What you should do
Print the entire listing. Each line must match the original exactly.

Data shown
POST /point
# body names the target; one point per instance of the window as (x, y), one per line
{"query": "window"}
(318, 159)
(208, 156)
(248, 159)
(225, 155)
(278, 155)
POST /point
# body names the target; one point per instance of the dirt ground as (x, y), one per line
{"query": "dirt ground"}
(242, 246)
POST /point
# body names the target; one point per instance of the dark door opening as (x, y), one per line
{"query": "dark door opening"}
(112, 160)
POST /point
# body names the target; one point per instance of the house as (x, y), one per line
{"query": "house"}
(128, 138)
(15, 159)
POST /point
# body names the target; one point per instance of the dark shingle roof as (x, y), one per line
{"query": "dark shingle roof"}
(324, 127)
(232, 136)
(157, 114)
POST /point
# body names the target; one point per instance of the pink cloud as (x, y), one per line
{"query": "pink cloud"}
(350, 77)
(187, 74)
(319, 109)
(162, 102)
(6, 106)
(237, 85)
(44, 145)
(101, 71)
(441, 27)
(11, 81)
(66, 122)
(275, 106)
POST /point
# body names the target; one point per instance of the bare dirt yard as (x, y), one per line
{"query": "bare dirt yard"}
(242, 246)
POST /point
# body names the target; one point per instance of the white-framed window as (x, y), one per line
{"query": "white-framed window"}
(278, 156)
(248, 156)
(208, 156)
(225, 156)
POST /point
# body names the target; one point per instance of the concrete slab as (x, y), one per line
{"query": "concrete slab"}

Solution to this problem
POST /point
# body names the target; one point per instance of the window as (x, y), one per line
{"query": "window"}
(318, 159)
(208, 156)
(248, 159)
(225, 155)
(278, 155)
POST /point
# body names the target; one point per instance of the dirt ground as (x, y), one per line
{"query": "dirt ground"}
(242, 246)
POST /point
# body names the target; one point per instance of the dark door opening as (x, y), one per line
{"query": "dark door opening"}
(112, 160)
POST /point
# body names the target; one point per instance of the house as (x, y), one per line
{"query": "house"}
(128, 138)
(15, 159)
POST /point
# body names the target; one point per instance of the dark shingle roof as (x, y), one per line
{"query": "dark shingle roof"}
(324, 127)
(232, 136)
(157, 114)
POST /point
# body names the target; one point per instance of the pink cloud as (x, y), one per line
{"query": "pink cloud"}
(350, 77)
(187, 74)
(319, 109)
(162, 102)
(6, 106)
(237, 85)
(44, 145)
(101, 71)
(441, 27)
(11, 81)
(66, 122)
(275, 106)
POST /point
# body names the target; one point per instance of the bare dirt yard as (x, y), one per line
{"query": "bare dirt yard"}
(242, 246)
POST /point
# body names the target; one point per instance of the white-framed window as (x, y), one per line
{"query": "white-framed window"}
(278, 156)
(248, 156)
(208, 156)
(225, 156)
POST /point
# body names the target; one point per instance of the concrete slab as (x, y), one per line
{"query": "concrete slab"}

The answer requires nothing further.